◆ **EXERCISE PASSAGE**:
++++++++
People who vote for organic will argue that organic is always healthier because it is not genetically modified and is not sprayed with pesticides and herbicides. On the other hand, many of the eco-conscious cite the enormous carbon footprint involved in the transportation of produce. It is a bit ridiculous to buy organic California grown oranges in Florida and vice-versa. Buying locally not only saves on fossil fuels, it also keeps money in the local economy.
So, if you’re buying for health, you should always buy organic, and if you’re buying for environmental reasons, you should always buy local, right? Not necessarily.
Locally grown fruits and vegetables may actually be healthier than organic fruits and vegetables shipped in from afar. While GMOs should be avoided at all costs, if health is your primary concern, try to find out if the farmer practices crop rotation. This is necessary to determine the nutritional value of the produce. Consider the distance organic produce travels with the substantial loss of enzymes and nutrients compared to fresh produce. And remember that organic farmers are allowed to use some harmful pesticides under many circumstances. Then consider the significant increase in vitamin and mineral content in produce grown on local farms that practice crop rotation.
The vitamins and mineral content of produce is not always higher when produce is organic, not when the nutrition is determined by the health of the soil and the freshness of the produce. While organic practices typically do promote healthier soil and more nutritious produce, with big business fully on the organic bandwagon soil quality is not always taken into consideration. Consequently, crop rotation, one of the best ways to help restore the soil, can be ignored.
The average person, that is, a person whose health is not degraded to the point where chemical sensitivities are an issue, would do better to ingest a little more pesticides with a lot more vitamins, minerals, phytonutrients, and enzymes. It behooves the consumer who shops in this manner to choose wisely. If buying conventional for health’s sake, conventional produce that typically contain the highest concentrations of pesticides, like berries and apples, should be avoided. It is likely that the increased benefits of local fresh strawberries are nullified by the enormous amounts of pesticides conventional farmers use to grow them.
++++++++
◆ **EXTRACTED INFORMATION**:
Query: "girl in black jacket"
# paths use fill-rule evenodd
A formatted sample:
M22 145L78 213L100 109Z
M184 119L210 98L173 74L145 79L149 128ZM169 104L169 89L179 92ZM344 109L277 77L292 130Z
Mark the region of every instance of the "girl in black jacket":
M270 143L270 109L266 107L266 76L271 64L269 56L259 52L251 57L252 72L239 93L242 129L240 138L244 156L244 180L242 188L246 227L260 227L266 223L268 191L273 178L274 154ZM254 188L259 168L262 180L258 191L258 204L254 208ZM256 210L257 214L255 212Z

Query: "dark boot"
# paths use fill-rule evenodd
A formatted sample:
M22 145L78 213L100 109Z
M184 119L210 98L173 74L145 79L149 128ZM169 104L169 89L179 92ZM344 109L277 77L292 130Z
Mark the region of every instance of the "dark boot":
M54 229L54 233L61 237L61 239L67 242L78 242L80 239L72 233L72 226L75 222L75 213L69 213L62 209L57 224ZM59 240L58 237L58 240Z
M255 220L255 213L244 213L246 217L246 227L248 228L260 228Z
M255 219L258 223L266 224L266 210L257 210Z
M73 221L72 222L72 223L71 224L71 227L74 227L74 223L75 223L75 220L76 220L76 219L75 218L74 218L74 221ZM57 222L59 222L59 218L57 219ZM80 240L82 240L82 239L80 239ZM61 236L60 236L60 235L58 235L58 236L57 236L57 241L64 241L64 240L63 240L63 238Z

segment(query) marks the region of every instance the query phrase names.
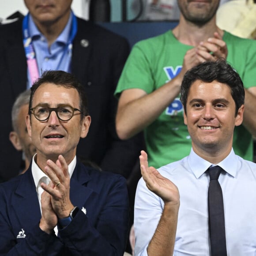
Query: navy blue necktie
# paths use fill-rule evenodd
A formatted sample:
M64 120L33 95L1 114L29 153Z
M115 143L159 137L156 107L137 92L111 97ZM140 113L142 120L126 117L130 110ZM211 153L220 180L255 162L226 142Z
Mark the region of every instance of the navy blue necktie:
M223 196L218 180L222 169L218 166L208 169L210 176L208 210L211 256L227 255Z

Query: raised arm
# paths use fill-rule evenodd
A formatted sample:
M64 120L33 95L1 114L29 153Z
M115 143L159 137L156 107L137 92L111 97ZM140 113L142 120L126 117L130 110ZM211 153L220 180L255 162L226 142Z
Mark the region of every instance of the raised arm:
M161 175L155 168L148 167L147 155L145 151L141 151L139 159L141 173L147 187L159 196L164 204L154 233L148 234L153 237L149 241L147 255L149 256L171 256L173 252L180 206L178 188L170 181ZM154 209L147 210L154 211ZM151 216L155 219L157 218L154 215ZM142 230L142 232L144 231ZM139 230L137 231L140 232ZM139 252L136 251L136 252L137 253ZM140 253L143 255L143 252L139 252L139 255L140 255Z

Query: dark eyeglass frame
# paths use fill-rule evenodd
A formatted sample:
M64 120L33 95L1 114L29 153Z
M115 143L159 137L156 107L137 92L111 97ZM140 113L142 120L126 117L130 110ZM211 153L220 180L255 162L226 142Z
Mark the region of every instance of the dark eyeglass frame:
M46 118L45 118L45 119L43 119L43 120L41 120L41 119L38 119L37 117L37 116L36 116L36 115L34 113L34 111L35 109L36 109L37 108L38 108L38 107L41 107L43 109L44 108L44 109L47 109L49 111L49 113L48 115L48 117ZM60 109L61 108L63 108L63 107L68 107L69 108L70 108L71 109L72 109L72 116L71 116L71 117L70 117L70 118L68 118L68 119L65 119L65 120L64 120L63 119L62 119L61 118L60 118L60 117L59 117L59 115L58 114L58 110ZM60 120L61 121L63 121L64 122L66 122L67 121L69 121L69 120L70 120L70 119L71 119L71 118L72 118L72 117L74 117L74 116L75 116L76 114L77 114L74 113L75 111L79 111L80 112L80 113L82 113L82 111L80 110L80 109L78 109L74 108L73 107L72 107L70 105L62 105L61 106L58 107L57 108L49 108L49 107L45 106L40 106L40 105L38 105L37 106L36 106L35 107L34 107L34 108L30 108L30 113L31 114L33 114L34 115L34 117L38 120L38 121L41 121L41 122L44 122L44 121L46 121L46 120L48 120L49 119L50 116L51 115L51 113L52 113L52 112L53 111L54 111L55 112L55 113L56 113L56 115L57 116L57 117L58 117L58 118L59 120Z

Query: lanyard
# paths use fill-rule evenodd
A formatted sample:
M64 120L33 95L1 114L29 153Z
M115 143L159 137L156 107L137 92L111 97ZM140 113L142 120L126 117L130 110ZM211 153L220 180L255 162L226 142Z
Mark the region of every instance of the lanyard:
M37 63L36 54L32 44L32 38L29 34L28 30L29 15L29 13L24 17L22 24L22 30L23 43L26 58L26 62L30 81L33 84L34 81L39 77L39 72ZM68 53L71 54L72 53L72 42L77 31L77 20L72 11L71 11L71 15L72 15L72 24L68 43L63 51L62 56L56 70L59 69L60 65L66 53Z

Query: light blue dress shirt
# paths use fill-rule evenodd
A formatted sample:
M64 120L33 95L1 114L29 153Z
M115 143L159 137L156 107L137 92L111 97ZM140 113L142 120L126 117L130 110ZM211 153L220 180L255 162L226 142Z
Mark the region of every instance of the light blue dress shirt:
M63 70L71 72L72 49L66 50L72 29L72 15L70 15L63 31L49 47L46 38L38 30L31 15L29 15L29 32L35 52L39 76L41 76L45 70ZM29 88L31 86L31 82L28 70L27 72L28 84L27 87Z
M178 187L180 207L175 256L211 255L205 171L211 163L192 150L188 157L158 169ZM228 255L256 255L256 164L229 155L218 164L226 172L218 179L223 195ZM135 255L147 255L147 249L162 215L164 203L150 191L143 179L135 199Z

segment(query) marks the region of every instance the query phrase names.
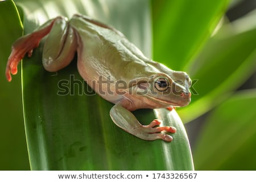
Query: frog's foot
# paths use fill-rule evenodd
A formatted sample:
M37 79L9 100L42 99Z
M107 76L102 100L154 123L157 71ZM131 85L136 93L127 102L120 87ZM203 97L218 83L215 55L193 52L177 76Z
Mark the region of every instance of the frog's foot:
M137 137L146 140L162 139L167 142L171 142L173 139L172 136L160 132L175 133L176 128L172 126L156 126L160 124L160 122L158 120L154 120L148 125L142 125L134 129L133 133Z
M55 19L52 20L47 26L39 31L20 37L14 43L5 71L8 81L11 81L11 73L13 75L17 74L18 64L25 54L27 53L28 57L31 57L33 49L38 46L41 39L49 33L55 20Z

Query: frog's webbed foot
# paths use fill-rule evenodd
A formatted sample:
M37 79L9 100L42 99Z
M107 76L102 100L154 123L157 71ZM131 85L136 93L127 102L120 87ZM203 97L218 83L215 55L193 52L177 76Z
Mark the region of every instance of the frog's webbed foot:
M11 81L11 73L15 75L18 72L19 62L28 54L32 56L33 49L38 46L40 41L49 33L55 21L63 17L58 16L46 22L39 29L18 39L13 45L11 53L8 59L5 75L8 81Z
M153 120L148 125L142 125L131 112L119 104L111 109L110 117L117 126L144 140L161 139L171 142L172 137L164 133L175 133L176 131L176 128L172 126L157 126L160 124L158 120Z
M176 128L173 126L157 126L160 124L158 120L154 120L148 125L142 125L135 128L133 132L139 138L146 140L162 139L167 142L171 142L173 139L172 136L160 132L175 133Z

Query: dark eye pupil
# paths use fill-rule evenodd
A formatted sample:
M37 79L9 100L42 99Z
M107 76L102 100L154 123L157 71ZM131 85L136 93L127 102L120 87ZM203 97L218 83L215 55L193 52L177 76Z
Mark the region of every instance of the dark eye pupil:
M168 86L166 81L158 81L158 84L159 87L165 88Z

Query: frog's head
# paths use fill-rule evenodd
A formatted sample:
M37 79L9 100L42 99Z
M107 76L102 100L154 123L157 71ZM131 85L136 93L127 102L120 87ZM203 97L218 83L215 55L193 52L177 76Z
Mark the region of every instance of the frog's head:
M144 96L157 105L183 107L191 101L191 79L185 72L156 73L148 83Z

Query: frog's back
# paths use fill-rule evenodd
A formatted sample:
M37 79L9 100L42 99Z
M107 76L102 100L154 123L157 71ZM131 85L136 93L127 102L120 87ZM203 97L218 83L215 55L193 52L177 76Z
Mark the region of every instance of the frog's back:
M78 68L84 79L97 80L101 76L131 81L155 72L145 63L148 59L118 31L81 18L75 18L71 24L79 34Z

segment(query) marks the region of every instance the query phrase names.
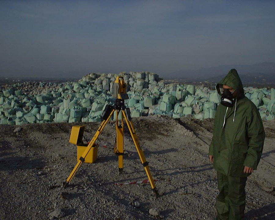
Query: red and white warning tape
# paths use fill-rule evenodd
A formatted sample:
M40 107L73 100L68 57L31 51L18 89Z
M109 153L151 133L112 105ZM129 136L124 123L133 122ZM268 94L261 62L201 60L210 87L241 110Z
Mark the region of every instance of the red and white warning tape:
M155 182L157 181L157 180L154 180L154 181ZM150 182L149 180L148 179L145 179L143 180L141 180L139 181L134 181L133 182L130 182L128 183L116 183L116 185L130 185L133 184L141 184L141 183L147 183Z

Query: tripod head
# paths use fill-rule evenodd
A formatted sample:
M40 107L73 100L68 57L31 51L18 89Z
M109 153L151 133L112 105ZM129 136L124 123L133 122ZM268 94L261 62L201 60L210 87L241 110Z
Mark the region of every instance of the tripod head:
M122 76L117 76L113 86L113 98L119 99L128 99L128 94L126 93L127 86Z

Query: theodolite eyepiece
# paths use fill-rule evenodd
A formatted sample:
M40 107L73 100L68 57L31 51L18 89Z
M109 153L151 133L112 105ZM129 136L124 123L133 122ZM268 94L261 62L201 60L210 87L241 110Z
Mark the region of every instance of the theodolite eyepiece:
M122 76L117 76L113 86L113 98L120 99L128 99L126 93L127 85Z

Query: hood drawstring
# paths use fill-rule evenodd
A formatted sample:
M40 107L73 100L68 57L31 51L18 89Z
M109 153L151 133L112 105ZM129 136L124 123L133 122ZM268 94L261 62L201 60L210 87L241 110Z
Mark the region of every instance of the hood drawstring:
M235 110L234 110L234 117L233 117L233 122L235 123L235 116L236 115L236 109L237 108L237 98L236 98L236 101L235 102ZM228 107L226 108L226 112L225 115L224 115L224 119L223 120L223 124L222 125L222 128L224 127L225 124L225 118L226 116L226 113L227 113L227 110L228 110Z
M233 123L235 123L235 115L236 114L236 108L237 107L237 98L235 102L235 110L234 111L234 117L233 118Z
M224 126L224 125L225 124L225 118L226 116L226 113L227 113L227 110L228 110L228 107L226 108L226 112L225 115L224 115L224 119L223 120L223 124L222 125L222 128L223 128L223 126Z

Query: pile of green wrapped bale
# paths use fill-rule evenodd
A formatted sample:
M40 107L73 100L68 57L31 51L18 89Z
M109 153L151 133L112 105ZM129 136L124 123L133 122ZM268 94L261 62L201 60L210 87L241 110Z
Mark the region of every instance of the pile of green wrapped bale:
M127 85L129 99L125 101L133 117L163 115L175 118L213 118L221 101L214 88L169 84L148 72L119 75ZM0 88L0 124L99 122L105 105L115 103L113 85L117 75L91 74L77 82L26 82ZM274 89L244 89L263 119L274 119ZM116 116L115 112L112 119Z

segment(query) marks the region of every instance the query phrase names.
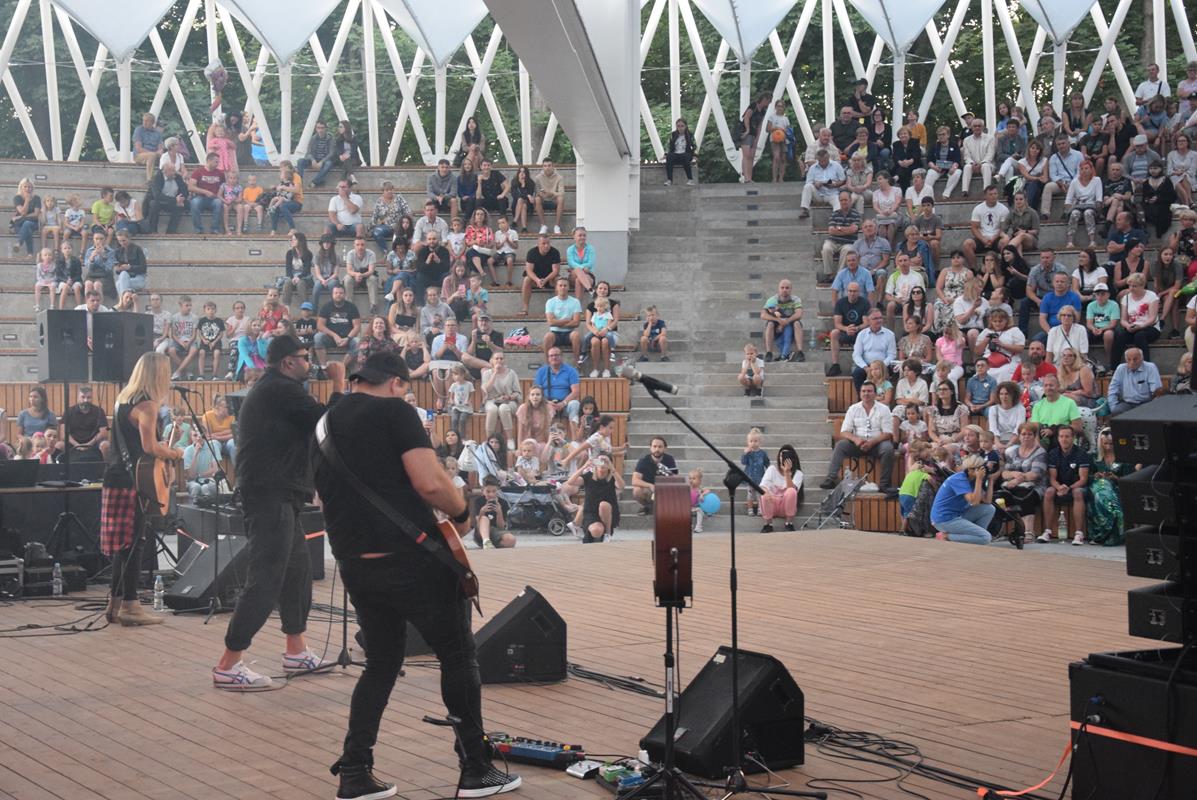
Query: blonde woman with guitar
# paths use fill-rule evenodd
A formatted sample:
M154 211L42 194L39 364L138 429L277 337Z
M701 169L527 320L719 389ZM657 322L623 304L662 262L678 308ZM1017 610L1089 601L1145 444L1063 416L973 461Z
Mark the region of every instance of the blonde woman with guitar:
M113 411L113 456L104 472L101 502L101 550L113 558L113 582L105 616L122 625L157 625L141 608L138 584L141 577L141 549L146 520L163 514L165 496L138 483L139 473L166 478L165 467L183 457L178 448L159 441L158 410L170 393L170 359L162 353L145 353L133 366L133 375L116 395Z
++++++++
◆ **WORK ITEM**: Pick up the passage on organic versus locally grown produce above where it ends, and carry it on.

◆ **ANSWER TO THIS TASK**:
When purchasing produce, we should consider long term ramifications of decisions. Voting with the pocketbook is the most powerful vote anyone can make considering its frequency and potential to evoke real change. Money talks. Every time a purchase of conventional produce is made a vote is cast for non-organic, environmentally harmful practices. Buying non-organic produce encourages everything the environmentally conscious stand against. Purchasing local conventional produce for the purpose of saving carbon emissions is penny wise and pound foolish.
To further complicate matters, the way food miles are calculated often misses a big piece of the puzzle. When purchasing an apple grown locally, for example, one should take into account the fact that the apple grown on a small scale farm may have arrived to the market via a small farmer’s pickup truck that traveled 65 miles to the market with around 100 apples or so. Compare this to a semi truck carrying two or three thousand apples. We can do the math to calculate the fuel consumed per apple, but in most cases, the math gets way too complicated. Farmers often bring their produce to large farmer’s markets in their area via their pickups and flatbeds, where the produce is shipped all over the country via tractor trailers.
Ask the local grocery store manager if s/he carries local, organic produce. When shopping at farmer’s markets ask the vendors if they have organic produce and if they practice crop rotation. When the answer is no, move on. This is how change happens.
Grow as much of your own food as you can.